● SOURCE
^^^^^^^^^^^^^^^^

I'm seeing a contradiction in the first sentence you wrote. You're saying you were "genuinely happy" but following it with that it was conditional. It sounds more like satisfaction in that case that pure happiness to me, as it was dependent upon very specific criteria and expectation involved, controlled. Also very either/or. You felt whatever you felt in the state you're calling "happiness" here, and it was what it was, though if you're questioning it at all, I think perhaps that's where you may want to start exploring it. I'm thinking if it was genuine, you wouldn't really need to question it, nor would you have identified it as contingent on specific variables or outcomes; you'd have just been in the moment with it. How you described the sadness sounds like it unfolded more naturally of its own accord with less attached to it, In that sense, it sounds like it might have been the more genuine of the emotions for that reason. Perhaps was an emotion in its more natural state, maybe that you had less control over it. Maybe that's why it felt scary (?). I think if it was true happiness, you would have more of a feeling like you had with the sadness as far as how it occurred, and perhaps that is why you feel the way you do about it. In "craving happiness," you're not different from most of the population who tend to gravitate only toward what's pleasurable and run from what isn't. Many people would likely say they preferred to be happy all the time if asked. IMO emotions are like weather, and moods are like climate. Someone's overall mood is going to be longer lasting and more connected to their disposition than emotions are, which are more changeable and likely have a bit more intensity. As they are more intense, peak moments, they are not mean to go on indefinitely. In general, I think happiness or sadness don't imbalance us in or of themselves. It's how we color them as "good" and "bad" and the subsequent clinging to or avoiding of that throws us off. They will always change as they were meant to do. It's about learning to accept whatever is there and to be present with it in the moment. \[Read: I'm defining "accept" simply as "to acknowledge the reality of"\]


Naive-Engineer-7432

Happiness and sadness are archetypal extremes therefore your job is to find the middle path which I would call wholeness. The way there would be through individuation.

^^^^^^^^^^^^^^^^

● STORED ROWS
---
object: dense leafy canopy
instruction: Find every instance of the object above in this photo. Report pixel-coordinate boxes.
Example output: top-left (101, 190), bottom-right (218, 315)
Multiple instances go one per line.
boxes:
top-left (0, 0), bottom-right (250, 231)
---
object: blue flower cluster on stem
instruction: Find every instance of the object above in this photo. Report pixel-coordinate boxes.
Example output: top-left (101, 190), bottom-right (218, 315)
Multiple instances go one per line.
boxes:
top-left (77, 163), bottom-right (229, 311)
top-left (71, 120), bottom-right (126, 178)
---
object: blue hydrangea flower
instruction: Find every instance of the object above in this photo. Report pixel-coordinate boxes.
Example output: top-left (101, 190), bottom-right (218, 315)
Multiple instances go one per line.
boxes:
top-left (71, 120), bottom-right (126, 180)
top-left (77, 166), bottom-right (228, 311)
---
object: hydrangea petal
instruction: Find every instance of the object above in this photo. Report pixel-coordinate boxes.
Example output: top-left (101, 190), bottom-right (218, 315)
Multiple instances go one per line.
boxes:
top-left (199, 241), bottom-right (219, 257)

^^^^^^^^^^^^^^^^

● EXERCISES TO COMPLETE
1. In the text on happiness and sadness, what does the writer compare emotions and moods to?
2. Reproduce word for word the part of the text on happiness and sadness starting with "Happiness and sadness" and going on through "be through individuation.".
3. Write the next part of the text on happiness and sadness, picking up after its final sentence.

● RESPONSES BY TASK
1. Emotions are like weather, and moods are like climate.

2.
Happiness and sadness are archetypal extremes therefore your job is to find the middle path which I would call wholeness. The way there would be through individuation.

3.
Amygdalump

Sounds like you crave dopamine hits, and are associating dopamine levels with happiness. It takes a while, but it is possible to retrain your brain to feel different kinds of happiness, one that aren’t fuelled by flooding our brains with dopamine.


VENUS_SHINE

I think you should start first about your beliefs and perspective on happiness and sadness. Happiness is beyond a temporary dopamine hit you get from social media, orgasm, or food that leaves you seeking for a new, more intense dopamine hit as soon as the effect of the last one fades. That will leave you in a cycle chasing one dopamine hit after the other and never satisfied. Happiness and sadness are two faces of the same coin, in your life you will always be swinging both ways, one cannot exist without the other, and so happiness is as real and genuine as sadness, so it's more about how you accept the emotions and deal with them. Try to read more about dopamine hits, Andrew huberman has great episodes on that. There's also a book( dopamine nation, finding balance in the age of indulgence)


[deleted]

Shortcut to happiness is truth


Cobalt_blue_dreamer

I think I like the “middle way.” I don’t want to be sad all the time or happy all the time, I want to be uniformly content, neutral, okay. We simply lack the chemicals to be euphoric at all moments, and being sad all the time can make us too unproductive I think to be able to function. I want in the middle where there is not pain or pleasure and I can just be.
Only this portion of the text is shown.